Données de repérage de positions

________________________

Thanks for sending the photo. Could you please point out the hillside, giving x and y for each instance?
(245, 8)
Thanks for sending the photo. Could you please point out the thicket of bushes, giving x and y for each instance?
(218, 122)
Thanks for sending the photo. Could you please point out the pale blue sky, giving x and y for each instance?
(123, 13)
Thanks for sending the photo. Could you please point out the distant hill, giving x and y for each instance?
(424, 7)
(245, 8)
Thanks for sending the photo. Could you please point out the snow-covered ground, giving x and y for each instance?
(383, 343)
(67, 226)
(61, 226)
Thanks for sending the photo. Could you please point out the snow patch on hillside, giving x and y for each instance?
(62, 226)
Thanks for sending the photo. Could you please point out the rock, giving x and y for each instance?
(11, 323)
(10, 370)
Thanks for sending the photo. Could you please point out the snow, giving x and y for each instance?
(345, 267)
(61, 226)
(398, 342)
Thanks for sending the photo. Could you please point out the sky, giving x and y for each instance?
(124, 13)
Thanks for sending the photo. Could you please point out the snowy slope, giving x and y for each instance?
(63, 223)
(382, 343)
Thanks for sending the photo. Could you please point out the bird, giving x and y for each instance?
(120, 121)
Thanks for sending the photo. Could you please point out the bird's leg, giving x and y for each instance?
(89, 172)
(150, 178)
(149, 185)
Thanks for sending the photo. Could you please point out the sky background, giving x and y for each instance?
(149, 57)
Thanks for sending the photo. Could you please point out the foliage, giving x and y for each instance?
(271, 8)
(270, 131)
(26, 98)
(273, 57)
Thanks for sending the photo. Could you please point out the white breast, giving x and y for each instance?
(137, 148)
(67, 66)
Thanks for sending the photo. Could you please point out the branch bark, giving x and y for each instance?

________________________

L'exercice - Présentez l'ensemble des données ci-dessus sous forme de liste JSON de chaînes de caractères, chaque ligne devenant une chaîne et les lignes vides étant omises.

Solution du problème -
[
  "Thanks for sending the photo. Could you please point out the hillside, giving x and y for each instance?",
  "(245, 8)",
  "Thanks for sending the photo. Could you please point out the thicket of bushes, giving x and y for each instance?",
  "(218, 122)",
  "Thanks for sending the photo. Could you please point out the pale blue sky, giving x and y for each instance?",
  "(123, 13)",
  "Thanks for sending the photo. Could you please point out the distant hill, giving x and y for each instance?",
  "(424, 7)",
  "(245, 8)",
  "Thanks for sending the photo. Could you please point out the snow-covered ground, giving x and y for each instance?",
  "(383, 343)",
  "(67, 226)",
  "(61, 226)",
  "Thanks for sending the photo. Could you please point out the snow patch on hillside, giving x and y for each instance?",
  "(62, 226)",
  "Thanks for sending the photo. Could you please point out the rock, giving x and y for each instance?",
  "(11, 323)",
  "(10, 370)",
  "Thanks for sending the photo. Could you please point out the snow, giving x and y for each instance?",
  "(345, 267)",
  "(61, 226)",
  "(398, 342)",
  "Thanks for sending the photo. Could you please point out the sky, giving x and y for each instance?",
  "(124, 13)",
  "Thanks for sending the photo. Could you please point out the snowy slope, giving x and y for each instance?",
  "(63, 223)",
  "(382, 343)",
  "Thanks for sending the photo. Could you please point out the bird, giving x and y for each instance?",
  "(120, 121)",
  "Thanks for sending the photo. Could you please point out the bird's leg, giving x and y for each instance?",
  "(89, 172)",
  "(150, 178)",
  "(149, 185)",
  "Thanks for sending the photo. Could you please point out the sky background, giving x and y for each instance?",
  "(149, 57)",
  "Thanks for sending the photo. Could you please point out the foliage, giving x and y for each instance?",
  "(271, 8)",
  "(270, 131)",
  "(26, 98)",
  "(273, 57)",
  "Thanks for sending the photo. Could you please point out the white breast, giving x and y for each instance?",
  "(137, 148)",
  "(67, 66)",
  "Thanks for sending the photo. Could you please point out the branch bark, giving x and y for each instance?"
]